_Work to complete_: Exact copies are required of the lines from the line containing "Pass this photo to locate to point out the yellow" through the final line of the listing, both included, and of no other lines.
____________
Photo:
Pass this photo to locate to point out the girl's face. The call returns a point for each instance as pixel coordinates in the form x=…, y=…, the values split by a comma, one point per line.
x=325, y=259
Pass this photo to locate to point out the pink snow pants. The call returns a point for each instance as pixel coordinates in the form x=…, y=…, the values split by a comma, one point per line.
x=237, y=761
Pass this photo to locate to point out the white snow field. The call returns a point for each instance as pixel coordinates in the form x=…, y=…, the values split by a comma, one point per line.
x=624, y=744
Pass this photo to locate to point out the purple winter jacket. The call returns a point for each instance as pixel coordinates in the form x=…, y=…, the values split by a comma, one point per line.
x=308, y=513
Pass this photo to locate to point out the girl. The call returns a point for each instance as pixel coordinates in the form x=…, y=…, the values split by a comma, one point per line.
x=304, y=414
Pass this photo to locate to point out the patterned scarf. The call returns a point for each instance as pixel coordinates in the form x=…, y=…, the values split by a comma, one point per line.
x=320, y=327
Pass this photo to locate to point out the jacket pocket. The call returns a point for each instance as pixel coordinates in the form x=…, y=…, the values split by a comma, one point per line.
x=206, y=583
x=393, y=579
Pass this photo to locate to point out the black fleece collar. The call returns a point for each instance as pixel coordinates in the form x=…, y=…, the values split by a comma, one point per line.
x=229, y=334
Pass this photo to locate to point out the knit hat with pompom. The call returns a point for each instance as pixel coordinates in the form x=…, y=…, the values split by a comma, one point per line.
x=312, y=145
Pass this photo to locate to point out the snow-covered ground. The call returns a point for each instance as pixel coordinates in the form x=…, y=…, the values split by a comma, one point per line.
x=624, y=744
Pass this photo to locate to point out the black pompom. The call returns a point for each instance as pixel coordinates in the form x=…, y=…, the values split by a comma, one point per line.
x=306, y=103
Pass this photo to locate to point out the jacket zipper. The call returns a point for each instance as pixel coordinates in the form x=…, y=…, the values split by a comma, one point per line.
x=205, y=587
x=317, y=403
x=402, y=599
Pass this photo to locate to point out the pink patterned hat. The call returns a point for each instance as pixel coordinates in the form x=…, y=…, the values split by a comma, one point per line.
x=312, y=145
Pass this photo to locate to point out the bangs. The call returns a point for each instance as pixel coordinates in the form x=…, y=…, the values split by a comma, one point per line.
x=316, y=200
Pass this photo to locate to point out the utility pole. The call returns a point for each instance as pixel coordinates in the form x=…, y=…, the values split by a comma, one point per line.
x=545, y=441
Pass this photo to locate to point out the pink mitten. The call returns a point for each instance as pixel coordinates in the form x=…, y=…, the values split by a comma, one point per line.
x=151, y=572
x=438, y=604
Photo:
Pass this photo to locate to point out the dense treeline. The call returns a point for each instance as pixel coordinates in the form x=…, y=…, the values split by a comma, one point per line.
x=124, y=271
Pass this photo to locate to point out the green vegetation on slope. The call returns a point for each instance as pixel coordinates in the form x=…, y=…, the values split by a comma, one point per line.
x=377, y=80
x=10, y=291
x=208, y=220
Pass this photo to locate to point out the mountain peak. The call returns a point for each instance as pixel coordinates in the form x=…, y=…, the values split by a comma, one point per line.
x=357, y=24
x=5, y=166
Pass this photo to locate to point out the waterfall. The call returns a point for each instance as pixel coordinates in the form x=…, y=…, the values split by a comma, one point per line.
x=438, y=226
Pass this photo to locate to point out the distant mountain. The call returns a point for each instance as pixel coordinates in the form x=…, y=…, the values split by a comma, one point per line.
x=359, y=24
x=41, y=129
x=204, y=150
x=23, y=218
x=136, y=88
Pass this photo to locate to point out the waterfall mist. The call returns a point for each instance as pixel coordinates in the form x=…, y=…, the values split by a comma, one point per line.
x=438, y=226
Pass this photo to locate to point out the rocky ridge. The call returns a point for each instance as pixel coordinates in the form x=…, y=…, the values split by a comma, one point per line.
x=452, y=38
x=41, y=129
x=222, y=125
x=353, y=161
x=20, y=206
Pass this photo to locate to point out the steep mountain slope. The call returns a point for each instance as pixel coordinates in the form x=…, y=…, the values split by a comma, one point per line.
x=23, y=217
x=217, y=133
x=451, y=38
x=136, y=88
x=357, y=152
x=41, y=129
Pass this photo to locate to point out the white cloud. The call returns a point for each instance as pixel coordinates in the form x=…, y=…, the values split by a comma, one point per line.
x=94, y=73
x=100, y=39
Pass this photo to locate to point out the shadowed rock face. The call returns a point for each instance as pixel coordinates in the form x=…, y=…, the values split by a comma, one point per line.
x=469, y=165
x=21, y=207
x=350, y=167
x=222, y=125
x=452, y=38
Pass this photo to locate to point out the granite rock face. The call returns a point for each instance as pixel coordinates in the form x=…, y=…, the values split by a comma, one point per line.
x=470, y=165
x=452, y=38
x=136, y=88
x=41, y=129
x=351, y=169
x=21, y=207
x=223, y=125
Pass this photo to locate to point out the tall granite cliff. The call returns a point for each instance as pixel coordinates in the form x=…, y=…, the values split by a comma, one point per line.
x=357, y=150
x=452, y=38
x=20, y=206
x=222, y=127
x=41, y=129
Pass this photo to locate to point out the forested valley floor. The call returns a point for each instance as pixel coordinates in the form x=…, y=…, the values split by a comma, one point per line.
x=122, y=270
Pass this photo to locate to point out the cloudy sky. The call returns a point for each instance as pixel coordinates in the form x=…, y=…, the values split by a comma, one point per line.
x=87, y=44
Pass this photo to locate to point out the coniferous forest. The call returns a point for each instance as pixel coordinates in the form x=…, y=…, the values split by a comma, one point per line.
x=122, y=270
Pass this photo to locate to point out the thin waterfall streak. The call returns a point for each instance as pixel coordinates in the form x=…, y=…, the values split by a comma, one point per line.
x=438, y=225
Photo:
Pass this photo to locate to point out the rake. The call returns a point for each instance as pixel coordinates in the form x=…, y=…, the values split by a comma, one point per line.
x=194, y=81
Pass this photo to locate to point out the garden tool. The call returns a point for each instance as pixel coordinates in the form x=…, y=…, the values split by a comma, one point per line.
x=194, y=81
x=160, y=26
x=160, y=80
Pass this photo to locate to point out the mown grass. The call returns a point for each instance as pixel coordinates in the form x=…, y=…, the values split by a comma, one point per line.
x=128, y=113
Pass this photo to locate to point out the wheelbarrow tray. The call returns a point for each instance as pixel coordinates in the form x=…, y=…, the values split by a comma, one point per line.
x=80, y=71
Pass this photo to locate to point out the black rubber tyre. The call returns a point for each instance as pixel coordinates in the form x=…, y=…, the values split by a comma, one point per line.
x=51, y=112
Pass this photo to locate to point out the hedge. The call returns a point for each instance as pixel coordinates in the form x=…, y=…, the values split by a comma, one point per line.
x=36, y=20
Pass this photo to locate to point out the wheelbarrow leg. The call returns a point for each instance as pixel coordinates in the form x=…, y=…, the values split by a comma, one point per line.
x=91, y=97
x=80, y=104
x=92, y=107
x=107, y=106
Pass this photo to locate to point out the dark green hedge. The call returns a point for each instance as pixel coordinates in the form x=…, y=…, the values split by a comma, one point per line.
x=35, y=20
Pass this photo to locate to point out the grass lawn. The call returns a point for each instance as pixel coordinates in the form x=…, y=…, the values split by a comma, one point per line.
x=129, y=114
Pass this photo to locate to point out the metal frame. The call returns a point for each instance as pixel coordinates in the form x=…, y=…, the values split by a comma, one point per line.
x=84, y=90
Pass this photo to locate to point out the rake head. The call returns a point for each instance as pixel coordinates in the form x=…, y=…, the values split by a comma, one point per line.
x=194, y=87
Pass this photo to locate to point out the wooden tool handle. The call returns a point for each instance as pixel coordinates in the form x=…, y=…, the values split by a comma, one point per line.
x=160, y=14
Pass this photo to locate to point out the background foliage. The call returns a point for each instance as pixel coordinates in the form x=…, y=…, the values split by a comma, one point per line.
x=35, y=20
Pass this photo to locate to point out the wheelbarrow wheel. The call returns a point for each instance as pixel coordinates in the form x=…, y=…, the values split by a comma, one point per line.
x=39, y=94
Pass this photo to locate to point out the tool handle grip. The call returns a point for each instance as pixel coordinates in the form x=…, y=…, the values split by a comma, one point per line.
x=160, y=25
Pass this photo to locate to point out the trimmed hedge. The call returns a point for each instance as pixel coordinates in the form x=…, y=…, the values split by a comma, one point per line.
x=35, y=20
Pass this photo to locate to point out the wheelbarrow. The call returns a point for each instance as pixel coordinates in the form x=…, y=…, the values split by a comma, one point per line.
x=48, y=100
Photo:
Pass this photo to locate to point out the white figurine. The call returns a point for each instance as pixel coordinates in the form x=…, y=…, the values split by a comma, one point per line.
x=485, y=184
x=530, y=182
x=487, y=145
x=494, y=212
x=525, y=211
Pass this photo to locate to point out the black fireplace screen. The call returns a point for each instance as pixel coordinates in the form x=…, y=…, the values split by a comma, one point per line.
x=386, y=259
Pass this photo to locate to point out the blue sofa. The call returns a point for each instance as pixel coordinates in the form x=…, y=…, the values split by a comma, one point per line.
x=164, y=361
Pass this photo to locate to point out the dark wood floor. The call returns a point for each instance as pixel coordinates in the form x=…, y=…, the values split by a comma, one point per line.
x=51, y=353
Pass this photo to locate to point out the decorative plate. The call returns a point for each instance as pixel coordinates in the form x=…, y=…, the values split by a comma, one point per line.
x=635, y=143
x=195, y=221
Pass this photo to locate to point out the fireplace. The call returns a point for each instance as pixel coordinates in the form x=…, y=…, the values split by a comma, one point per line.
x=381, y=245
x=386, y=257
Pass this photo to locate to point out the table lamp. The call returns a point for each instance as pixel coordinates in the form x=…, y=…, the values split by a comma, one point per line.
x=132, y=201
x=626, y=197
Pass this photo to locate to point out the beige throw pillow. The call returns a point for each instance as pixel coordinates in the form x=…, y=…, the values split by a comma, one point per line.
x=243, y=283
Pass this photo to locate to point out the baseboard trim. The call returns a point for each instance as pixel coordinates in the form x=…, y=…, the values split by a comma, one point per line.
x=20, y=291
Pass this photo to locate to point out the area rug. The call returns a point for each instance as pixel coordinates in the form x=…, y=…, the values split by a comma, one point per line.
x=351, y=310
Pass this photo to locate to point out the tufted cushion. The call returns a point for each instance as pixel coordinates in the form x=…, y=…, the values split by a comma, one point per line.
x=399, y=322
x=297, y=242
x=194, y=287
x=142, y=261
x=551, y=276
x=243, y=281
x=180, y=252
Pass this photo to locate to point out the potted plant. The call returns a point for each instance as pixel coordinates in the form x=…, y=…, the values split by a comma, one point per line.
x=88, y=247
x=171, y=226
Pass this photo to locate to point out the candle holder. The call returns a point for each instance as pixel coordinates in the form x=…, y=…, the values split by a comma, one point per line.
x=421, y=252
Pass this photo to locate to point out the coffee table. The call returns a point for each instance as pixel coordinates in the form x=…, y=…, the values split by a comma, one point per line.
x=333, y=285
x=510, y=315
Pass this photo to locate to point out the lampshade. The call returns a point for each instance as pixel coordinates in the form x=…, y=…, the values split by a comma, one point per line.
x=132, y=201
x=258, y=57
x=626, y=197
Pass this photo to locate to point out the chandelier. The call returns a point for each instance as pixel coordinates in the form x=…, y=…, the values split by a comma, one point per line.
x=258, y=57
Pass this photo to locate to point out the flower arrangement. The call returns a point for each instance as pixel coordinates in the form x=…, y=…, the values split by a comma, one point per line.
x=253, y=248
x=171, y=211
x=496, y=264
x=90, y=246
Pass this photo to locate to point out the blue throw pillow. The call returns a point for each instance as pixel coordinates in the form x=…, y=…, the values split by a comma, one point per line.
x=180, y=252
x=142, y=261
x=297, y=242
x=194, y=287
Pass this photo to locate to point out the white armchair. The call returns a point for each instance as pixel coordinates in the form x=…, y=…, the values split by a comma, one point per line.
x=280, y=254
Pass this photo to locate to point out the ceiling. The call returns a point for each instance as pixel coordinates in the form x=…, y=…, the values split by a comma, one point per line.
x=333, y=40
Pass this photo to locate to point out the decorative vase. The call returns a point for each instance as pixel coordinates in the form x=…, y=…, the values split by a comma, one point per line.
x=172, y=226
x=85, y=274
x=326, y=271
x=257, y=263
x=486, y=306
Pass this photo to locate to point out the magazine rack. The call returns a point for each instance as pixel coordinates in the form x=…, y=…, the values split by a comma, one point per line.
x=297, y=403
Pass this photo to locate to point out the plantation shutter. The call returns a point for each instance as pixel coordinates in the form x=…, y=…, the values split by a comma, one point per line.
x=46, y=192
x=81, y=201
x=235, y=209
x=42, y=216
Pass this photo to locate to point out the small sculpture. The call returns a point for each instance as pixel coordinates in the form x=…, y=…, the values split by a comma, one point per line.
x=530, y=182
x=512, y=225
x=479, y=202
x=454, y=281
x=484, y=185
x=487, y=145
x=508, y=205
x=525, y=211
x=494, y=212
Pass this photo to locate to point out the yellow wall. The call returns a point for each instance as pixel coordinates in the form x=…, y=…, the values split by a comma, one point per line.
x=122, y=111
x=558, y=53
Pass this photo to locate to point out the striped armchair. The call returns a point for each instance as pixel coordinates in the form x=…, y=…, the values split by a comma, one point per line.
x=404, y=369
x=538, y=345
____________
_Expected answer_:
Pass this photo to locate to point out the yellow wall. The call returns a point for each instance as pixel coordinates in the form x=…, y=…, the values split by a comma, one point per line.
x=122, y=111
x=558, y=53
Pass this photo to locate to point out the striped armchair. The call returns a point for each instance as pixel coordinates in the form x=…, y=…, the values split by a comma, one point per line.
x=404, y=369
x=538, y=345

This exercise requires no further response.